Given problem A: Gather every line of the records that contains the word "grass", treating uppercase and lowercase as different.

Selected excerpt:
--- start ---

Saturday, June 22, 2013

The Quotable Annika


--Creative bedtime-routine evasion: 
Me: Hon, it's time to brush your teeth and go potty.
Annika: After I finish my chores, Mommy -- I hafta put my horse on its picket line. [returns to carefully tying length of embroidery thread around a drinking straw stuck deep into the pile of the carpet; the other end is around the neck of Goldie the stuffed unicorn]


-About Mary Ingalls going blind: 
Annika, extremely alarmed: BLIND? You mean she can't see anything?
Me: No, sweetheart -- she got sick and it made her blind, and that means she can never see anything anym --
Annika, outraged: She has to get un-blind! She has to get better. How can she see anything if she's BLIND?
Me: [Fifteen minutes on how blind people adapt to living in the sighted world, with digressions on the topics of seeing-eye dogs, causes of blindness, and the ways in which disabled people were viewed in "prairie times" vs. how they are viewed today]
Annika: So can she see again in the next book?

--About Santa Claus being unable to cross the Verdigris River: 
Annika: But Santa Claus's reindeer can fly! Why wouldn't he be able to get across a river?

--- end ---

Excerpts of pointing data

--- start ---

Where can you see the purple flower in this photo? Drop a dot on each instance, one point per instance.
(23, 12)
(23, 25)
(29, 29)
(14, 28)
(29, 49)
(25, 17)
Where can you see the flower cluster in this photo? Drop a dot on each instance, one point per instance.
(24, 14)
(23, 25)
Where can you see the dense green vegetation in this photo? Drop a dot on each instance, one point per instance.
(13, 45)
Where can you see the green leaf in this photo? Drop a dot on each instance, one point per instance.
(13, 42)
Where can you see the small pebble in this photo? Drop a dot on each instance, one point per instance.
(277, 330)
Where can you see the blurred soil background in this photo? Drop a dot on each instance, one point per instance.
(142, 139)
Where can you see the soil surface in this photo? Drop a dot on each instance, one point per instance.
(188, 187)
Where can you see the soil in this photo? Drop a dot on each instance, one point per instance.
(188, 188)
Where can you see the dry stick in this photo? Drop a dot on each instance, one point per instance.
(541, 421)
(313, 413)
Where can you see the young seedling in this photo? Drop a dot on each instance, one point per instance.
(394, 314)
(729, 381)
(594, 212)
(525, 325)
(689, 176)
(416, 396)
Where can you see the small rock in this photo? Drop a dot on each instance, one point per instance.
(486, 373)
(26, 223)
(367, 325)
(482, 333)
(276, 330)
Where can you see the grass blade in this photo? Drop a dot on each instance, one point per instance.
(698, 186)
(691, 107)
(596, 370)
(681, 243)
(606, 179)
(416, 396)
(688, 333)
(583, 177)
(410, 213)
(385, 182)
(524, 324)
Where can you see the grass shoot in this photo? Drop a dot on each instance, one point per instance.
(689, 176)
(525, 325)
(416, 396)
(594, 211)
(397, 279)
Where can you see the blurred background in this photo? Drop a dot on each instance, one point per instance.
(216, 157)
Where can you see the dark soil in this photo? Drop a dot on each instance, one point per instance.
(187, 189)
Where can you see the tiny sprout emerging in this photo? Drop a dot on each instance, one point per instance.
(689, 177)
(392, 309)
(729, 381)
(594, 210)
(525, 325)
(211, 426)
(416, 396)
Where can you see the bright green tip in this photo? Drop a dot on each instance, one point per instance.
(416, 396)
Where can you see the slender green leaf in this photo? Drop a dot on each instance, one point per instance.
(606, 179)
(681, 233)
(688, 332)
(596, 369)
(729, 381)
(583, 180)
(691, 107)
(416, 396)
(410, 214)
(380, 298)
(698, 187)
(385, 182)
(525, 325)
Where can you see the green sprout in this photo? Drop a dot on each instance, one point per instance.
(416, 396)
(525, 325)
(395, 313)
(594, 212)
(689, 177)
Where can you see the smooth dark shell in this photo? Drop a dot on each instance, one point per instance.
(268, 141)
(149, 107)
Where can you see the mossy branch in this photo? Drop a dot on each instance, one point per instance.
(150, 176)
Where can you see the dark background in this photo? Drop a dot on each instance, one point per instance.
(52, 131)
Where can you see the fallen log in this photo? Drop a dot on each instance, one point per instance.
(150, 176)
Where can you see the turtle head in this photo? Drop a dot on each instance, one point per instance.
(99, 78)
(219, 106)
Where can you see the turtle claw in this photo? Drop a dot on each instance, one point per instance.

--- end ---

Given problem B: Carry on the Quotable Annika post above from the point where it stops.

Written answer A:
Where can you see the grass blade in this photo? Drop a dot on each instance, one point per instance.
Where can you see the grass shoot in this photo? Drop a dot on each instance, one point per instance.

Written answer B:
Me: ... uh ... they, ahh ... didn't have any snow and ...
Annika: Mommy, we don't have any snow. Santa Claus came to us!
Me: ... um ...
Annika: Maybe Mary and Laura and baby Carrie weren't good girls. Is that why -- THAT'S why Santa wouldn't come.
Me: Yep! Mighta been. Anyway let's keep reading, OK?


May 2013


Teaming up
As Lukas has gotten older, the two of them are doing a lot more together -- chasing each other around the house (laughing like maniacs until the inevitable crash ‘n cry from one or both of them), playing with blocks (until Annika gets mad at him for not following the pattern and/or knocking her work down), improvising ball games, rustling around in the “hideout” (blankets over the living room furniture), etc. And she’ll go into his room when he wakes up in the morning (first checking him out on the “mometer,” heh) to read to him and give him toys to play with in his crib until we go to get him up -- that has been awesome and so, so sweet. But there’s also the other side of things -- like when Annika, mad at me for not giving her something or whatever, said to Lukas, “Mommy is the meanest mommy in the entire world!” and Lukas agrees: “Yeah!” [facepalm]

Mother’s Day event at school
Annika’s school class had a little presentation the week before Mother’s Day for all the moms, with skits (she had two lines, and did great with them!) and songs, and little presents for the moms, and a lunch after that we did not have to make ourselves (whaaaat!). Very cute & sweet.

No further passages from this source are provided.